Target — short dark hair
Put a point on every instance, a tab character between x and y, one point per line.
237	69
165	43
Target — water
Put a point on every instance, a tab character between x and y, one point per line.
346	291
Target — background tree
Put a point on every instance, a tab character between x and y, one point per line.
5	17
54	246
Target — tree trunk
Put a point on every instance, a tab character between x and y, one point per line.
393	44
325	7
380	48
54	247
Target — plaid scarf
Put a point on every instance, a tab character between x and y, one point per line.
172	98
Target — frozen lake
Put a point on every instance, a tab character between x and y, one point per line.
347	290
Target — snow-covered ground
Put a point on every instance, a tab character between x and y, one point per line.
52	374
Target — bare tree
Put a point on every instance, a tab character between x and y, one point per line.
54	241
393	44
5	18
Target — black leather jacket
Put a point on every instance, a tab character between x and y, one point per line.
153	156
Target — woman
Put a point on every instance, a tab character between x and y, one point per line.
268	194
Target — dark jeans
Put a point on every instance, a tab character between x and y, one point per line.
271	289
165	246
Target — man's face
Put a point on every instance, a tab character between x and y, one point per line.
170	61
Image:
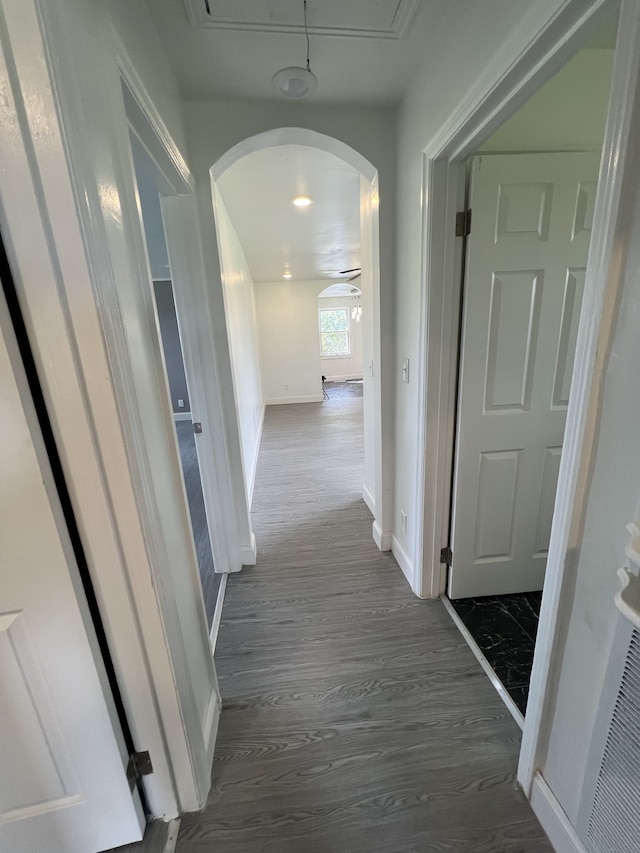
◆ ◆ ◆ ◆ ◆
Can you render all of the items above as a numbered list, with blank lines dropped and the image left out?

**Expected output**
1. Target — short dark hair
2. Put a point on every instance, a tab character between x and y, one point per line.
3. 237	69
4. 165	43
5. Target — water
6. Put a point on every instance, a tab character between x and y, one point per line.
7. 346	291
8. Target — background tree
9. Put a point on every instance, a tab character between x and y, one point per line.
10. 5	17
11. 54	246
12. Target — tree trunk
13. Put a point on every instance, a tab character between x and y, one point per line.
14. 393	44
15. 325	7
16. 380	48
17. 54	247
18. Target — plaid scarf
19. Put a point on every instance, a tab character between x and y, one point per line.
20. 172	98
21. Target — frozen lake
22. Put a point on every instance, a tab character between x and y, one point per line.
23. 347	290
24. Target — snow-covered ground
25. Put a point on every instance, a tab character between x and y, one point per line.
26. 52	374
27. Target — bare tree
28. Put a point on every instance, a tab character between x and y, one point per line.
29. 54	241
30. 393	44
31. 5	18
32. Target — black leather jacket
33. Put a point on every instance, a tab character between x and y, one point per line.
34. 153	156
35. Target — woman
36. Put a point on every instance, a tab character between x and y, one point per line.
37. 268	194
38. Target — dark jeans
39. Put a point on every instance, a tab character between x and y, one point per line.
40. 271	289
41. 165	246
42. Target — man's face
43. Put a point on every instance, a tab character between x and y, one point per line.
44. 170	61
45. Image:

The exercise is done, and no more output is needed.